# Records supplied
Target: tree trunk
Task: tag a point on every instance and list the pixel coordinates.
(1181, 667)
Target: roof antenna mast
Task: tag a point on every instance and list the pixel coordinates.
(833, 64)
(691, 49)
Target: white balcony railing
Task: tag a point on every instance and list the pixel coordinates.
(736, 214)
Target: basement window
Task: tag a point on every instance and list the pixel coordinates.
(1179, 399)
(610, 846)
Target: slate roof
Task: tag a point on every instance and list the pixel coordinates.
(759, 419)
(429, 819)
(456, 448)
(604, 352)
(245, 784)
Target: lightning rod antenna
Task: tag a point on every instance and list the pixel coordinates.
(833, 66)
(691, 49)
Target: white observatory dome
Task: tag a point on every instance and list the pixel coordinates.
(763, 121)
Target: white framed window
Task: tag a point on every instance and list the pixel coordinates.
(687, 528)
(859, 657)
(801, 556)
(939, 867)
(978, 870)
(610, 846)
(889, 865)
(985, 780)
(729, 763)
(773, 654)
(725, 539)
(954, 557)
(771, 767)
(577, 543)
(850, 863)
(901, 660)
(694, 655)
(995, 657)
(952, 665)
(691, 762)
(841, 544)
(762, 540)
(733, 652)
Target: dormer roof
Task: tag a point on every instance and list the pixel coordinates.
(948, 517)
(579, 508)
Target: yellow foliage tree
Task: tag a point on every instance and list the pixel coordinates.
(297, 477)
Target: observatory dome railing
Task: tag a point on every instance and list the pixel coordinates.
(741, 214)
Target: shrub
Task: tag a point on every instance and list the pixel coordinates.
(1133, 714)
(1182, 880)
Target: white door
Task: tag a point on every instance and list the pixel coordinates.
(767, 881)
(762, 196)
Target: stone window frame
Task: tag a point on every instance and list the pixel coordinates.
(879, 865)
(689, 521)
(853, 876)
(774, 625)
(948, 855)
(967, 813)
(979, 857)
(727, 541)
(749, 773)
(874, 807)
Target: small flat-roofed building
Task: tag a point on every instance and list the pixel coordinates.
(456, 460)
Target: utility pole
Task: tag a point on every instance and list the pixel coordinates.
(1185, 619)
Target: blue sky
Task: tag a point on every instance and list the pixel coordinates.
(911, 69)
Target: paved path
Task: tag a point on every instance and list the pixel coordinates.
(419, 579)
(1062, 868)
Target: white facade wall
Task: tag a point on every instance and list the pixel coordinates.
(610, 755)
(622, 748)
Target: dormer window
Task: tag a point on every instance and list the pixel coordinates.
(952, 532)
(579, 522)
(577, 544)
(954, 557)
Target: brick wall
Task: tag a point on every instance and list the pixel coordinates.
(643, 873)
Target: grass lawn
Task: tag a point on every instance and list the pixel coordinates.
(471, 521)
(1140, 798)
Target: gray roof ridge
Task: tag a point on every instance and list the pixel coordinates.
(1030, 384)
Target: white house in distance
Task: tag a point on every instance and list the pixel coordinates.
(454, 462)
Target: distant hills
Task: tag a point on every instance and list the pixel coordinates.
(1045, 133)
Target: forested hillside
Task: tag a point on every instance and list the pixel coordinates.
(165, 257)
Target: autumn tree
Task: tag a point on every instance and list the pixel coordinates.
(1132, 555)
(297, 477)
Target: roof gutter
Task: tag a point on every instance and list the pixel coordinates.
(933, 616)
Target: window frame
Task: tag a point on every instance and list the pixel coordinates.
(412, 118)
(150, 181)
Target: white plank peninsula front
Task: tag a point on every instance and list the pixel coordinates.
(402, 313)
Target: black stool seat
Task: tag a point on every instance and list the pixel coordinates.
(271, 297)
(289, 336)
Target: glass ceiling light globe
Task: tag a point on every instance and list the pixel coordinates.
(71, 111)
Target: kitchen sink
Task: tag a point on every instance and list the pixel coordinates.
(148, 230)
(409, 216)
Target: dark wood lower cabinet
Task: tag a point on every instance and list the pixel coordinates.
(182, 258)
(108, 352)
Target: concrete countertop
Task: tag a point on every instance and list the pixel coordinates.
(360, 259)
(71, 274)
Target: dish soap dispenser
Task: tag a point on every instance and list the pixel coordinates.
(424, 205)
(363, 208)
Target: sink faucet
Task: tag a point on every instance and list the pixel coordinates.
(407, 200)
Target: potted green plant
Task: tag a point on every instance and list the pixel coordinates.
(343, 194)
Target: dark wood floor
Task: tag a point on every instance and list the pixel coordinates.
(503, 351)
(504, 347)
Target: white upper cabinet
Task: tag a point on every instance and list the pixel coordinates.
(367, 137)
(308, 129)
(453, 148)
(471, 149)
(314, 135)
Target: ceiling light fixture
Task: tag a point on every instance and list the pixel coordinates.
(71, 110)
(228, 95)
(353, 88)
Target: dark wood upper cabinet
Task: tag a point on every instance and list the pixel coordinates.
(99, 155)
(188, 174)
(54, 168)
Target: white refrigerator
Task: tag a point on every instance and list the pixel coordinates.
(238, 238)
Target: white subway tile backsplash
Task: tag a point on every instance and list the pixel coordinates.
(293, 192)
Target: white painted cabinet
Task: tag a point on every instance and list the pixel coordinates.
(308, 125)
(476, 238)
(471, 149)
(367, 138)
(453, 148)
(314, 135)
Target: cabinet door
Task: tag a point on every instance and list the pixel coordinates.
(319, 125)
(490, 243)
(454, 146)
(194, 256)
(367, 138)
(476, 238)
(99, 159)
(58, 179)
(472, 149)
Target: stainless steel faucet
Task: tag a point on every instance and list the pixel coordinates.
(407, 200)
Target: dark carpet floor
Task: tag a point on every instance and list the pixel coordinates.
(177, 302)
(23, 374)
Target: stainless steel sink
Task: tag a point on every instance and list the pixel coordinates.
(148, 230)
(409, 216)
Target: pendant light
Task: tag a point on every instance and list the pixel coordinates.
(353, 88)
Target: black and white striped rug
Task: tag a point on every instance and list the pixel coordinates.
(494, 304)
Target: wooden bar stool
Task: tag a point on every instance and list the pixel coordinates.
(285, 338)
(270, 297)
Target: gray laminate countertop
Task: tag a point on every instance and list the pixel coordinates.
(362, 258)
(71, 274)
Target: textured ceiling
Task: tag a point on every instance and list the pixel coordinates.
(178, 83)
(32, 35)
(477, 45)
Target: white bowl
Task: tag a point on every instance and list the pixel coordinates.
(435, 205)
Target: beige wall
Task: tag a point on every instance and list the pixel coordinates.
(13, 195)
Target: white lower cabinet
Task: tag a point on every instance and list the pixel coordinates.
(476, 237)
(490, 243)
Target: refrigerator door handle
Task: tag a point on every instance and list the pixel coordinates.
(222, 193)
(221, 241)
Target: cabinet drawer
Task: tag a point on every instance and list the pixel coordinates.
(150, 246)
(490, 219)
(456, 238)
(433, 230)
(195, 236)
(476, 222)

# What is being asked
Everything from the line containing "Target: white bowl" to the end of the data above should be quoted exactly, please, both ends included, and nothing outside that span.

# Task result
Target: white bowl
Task: tag a point on every instance and list the pixel coordinates.
(435, 205)
Target: beige wall
Task: tag a point on every instance and list the pixel coordinates.
(13, 195)
Target: white lower cabinet
Task: tag a point on every instance and list the pixel coordinates.
(476, 237)
(490, 243)
Target: refrigerator door handle
Task: tag a point on every instance and list the pixel coordinates.
(222, 193)
(221, 241)
Target: cabinet drawer
Task: tag a point on every instance and list the pixel coordinates.
(150, 246)
(490, 219)
(456, 238)
(433, 230)
(195, 236)
(476, 222)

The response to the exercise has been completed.